WHAT IS BEING ASKED:
So long as no pictures are carried over, output the records below exactly.

DATA PROVIDED:
************

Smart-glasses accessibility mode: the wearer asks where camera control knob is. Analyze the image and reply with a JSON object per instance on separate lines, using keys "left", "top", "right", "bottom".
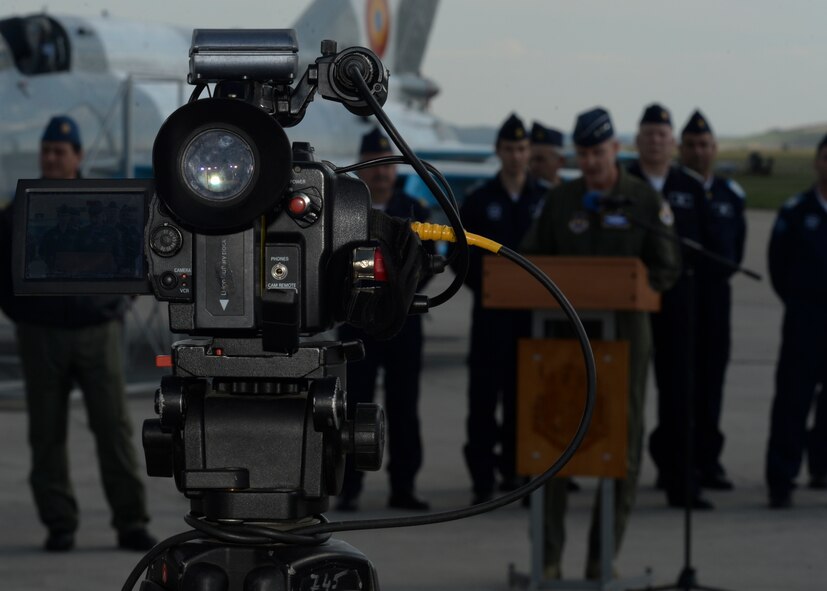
{"left": 150, "top": 224, "right": 183, "bottom": 257}
{"left": 156, "top": 376, "right": 187, "bottom": 430}
{"left": 344, "top": 403, "right": 385, "bottom": 471}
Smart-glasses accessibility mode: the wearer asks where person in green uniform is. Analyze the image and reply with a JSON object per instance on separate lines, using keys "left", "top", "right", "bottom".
{"left": 0, "top": 116, "right": 155, "bottom": 553}
{"left": 521, "top": 107, "right": 681, "bottom": 580}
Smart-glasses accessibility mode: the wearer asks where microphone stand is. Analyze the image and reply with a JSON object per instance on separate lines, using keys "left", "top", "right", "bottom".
{"left": 612, "top": 206, "right": 760, "bottom": 591}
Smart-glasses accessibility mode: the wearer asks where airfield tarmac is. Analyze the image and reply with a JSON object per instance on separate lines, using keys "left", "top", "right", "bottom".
{"left": 0, "top": 209, "right": 825, "bottom": 590}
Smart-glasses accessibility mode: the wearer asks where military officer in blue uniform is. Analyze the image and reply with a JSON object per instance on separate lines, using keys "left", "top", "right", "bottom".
{"left": 457, "top": 113, "right": 546, "bottom": 504}
{"left": 765, "top": 134, "right": 827, "bottom": 508}
{"left": 627, "top": 103, "right": 713, "bottom": 509}
{"left": 336, "top": 128, "right": 432, "bottom": 512}
{"left": 680, "top": 110, "right": 746, "bottom": 491}
{"left": 530, "top": 122, "right": 566, "bottom": 189}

************

RESPONSE FOR THIS EXERCISE:
Smart-glasses accessibility mode: the wearer asks where camera control knob is. Analyze the image and reply with a JSON object per instance on separate lines, using keys "left", "top", "right", "bottom".
{"left": 150, "top": 224, "right": 183, "bottom": 257}
{"left": 156, "top": 376, "right": 187, "bottom": 430}
{"left": 344, "top": 403, "right": 385, "bottom": 471}
Smart-glasses accessibility mode: the wearer asks where person in green uniform is. Analyze the image and reply with a JSON object per instance on separate lines, using keys "left", "top", "right", "bottom".
{"left": 0, "top": 116, "right": 155, "bottom": 553}
{"left": 521, "top": 107, "right": 681, "bottom": 580}
Smart-glasses accessibility mode: the wearer asks where microphone stand is. Analyze the image and reply with a JSON object per instance on separate lines, using keys "left", "top", "right", "bottom".
{"left": 612, "top": 206, "right": 760, "bottom": 591}
Smart-glasses accessibility mode: the wearer asks where airfield tarmac is. Analyze the image and reply with a JSON object per instance on separate lines, using keys "left", "top", "right", "bottom".
{"left": 0, "top": 209, "right": 825, "bottom": 590}
Smart-glasses accessibility mode: the wearer asks where military officer in blue uniform is. Analyze the image and reply with a JSON object per instance on separate lines, using keys "left", "top", "right", "bottom".
{"left": 457, "top": 113, "right": 546, "bottom": 504}
{"left": 765, "top": 134, "right": 827, "bottom": 508}
{"left": 627, "top": 103, "right": 713, "bottom": 509}
{"left": 336, "top": 128, "right": 432, "bottom": 512}
{"left": 680, "top": 110, "right": 746, "bottom": 491}
{"left": 530, "top": 122, "right": 566, "bottom": 189}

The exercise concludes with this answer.